* Begin Material for this exercise *

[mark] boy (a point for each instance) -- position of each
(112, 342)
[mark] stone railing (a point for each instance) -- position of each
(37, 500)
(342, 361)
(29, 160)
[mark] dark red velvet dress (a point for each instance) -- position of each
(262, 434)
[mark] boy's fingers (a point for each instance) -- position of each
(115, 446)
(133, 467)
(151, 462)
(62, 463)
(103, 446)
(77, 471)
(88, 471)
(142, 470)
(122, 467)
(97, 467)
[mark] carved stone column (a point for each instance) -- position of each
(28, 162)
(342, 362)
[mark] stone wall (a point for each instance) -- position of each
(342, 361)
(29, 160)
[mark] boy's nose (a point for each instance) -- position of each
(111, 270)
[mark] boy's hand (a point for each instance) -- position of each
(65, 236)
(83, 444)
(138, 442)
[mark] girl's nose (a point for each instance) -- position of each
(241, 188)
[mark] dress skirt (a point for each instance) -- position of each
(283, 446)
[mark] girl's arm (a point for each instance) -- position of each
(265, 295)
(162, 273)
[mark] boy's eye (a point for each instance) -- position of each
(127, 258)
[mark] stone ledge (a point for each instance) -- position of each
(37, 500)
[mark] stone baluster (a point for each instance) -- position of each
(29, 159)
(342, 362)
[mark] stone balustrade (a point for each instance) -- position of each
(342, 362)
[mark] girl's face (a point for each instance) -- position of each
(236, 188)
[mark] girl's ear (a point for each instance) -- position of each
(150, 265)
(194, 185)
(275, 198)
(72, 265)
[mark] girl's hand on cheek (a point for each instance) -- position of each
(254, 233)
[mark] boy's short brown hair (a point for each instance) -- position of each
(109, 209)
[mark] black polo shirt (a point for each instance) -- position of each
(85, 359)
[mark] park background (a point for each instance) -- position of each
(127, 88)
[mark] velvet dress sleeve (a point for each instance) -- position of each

* End Material for this exercise *

[Your instructions] Rewrite all of the items above with "stone" replaced by "marble" wherever it occurs, leaving everything else as it is.

[Exercise answer]
[mark] boy (a point for each instance) -- position of each
(112, 342)
[mark] marble railing (a point for each instance) -- position of each
(37, 500)
(342, 361)
(29, 160)
[mark] dark red velvet dress (a point for each instance) -- position of each
(262, 434)
[mark] boy's fingers (a point for each instance) -- position of each
(115, 446)
(133, 467)
(151, 462)
(62, 463)
(103, 446)
(77, 471)
(88, 471)
(142, 470)
(122, 467)
(97, 467)
[mark] carved marble column (a point for each instance) -- position of each
(28, 162)
(342, 362)
[mark] marble wall (a point for each instance) -- position of each
(342, 361)
(29, 160)
[mark] boy's nose (a point for each instance) -- position of each
(111, 270)
[mark] boy's hand (a point for each instance) -- position of each
(65, 236)
(83, 444)
(138, 442)
[mark] girl's nose (a point for each instance) -- position of each
(241, 188)
[mark] dress skirt (a point for each instance) -- position of each
(283, 446)
[mark] girl's arm (a point for each instance) -- position of each
(265, 295)
(162, 273)
[mark] boy's eye (a point for each instance) -- position of each
(127, 258)
[mark] marble ledge (a point for each instance) -- position of each
(37, 500)
[mark] marble baluster (a point for each instance) -- position of each
(29, 159)
(342, 362)
[mark] marble balustrade (a point for each instance) -- position of each
(342, 362)
[mark] girl's face (a point for each instance) -- position of each
(236, 188)
[mark] girl's ear (a point for each instance) -- position of each
(150, 265)
(194, 185)
(275, 198)
(72, 265)
[mark] girl's hand on cheek (a point for each instance) -- position of each
(254, 233)
[mark] boy's short brown hair (a point for each instance) -- position of each
(109, 209)
[mark] black polo shirt (a point for each instance) -- position of each
(85, 359)
[mark] park background (a point for each instance) -- position of each
(127, 88)
[mark] velvet dress sleeve (a point for each instance) -- position of each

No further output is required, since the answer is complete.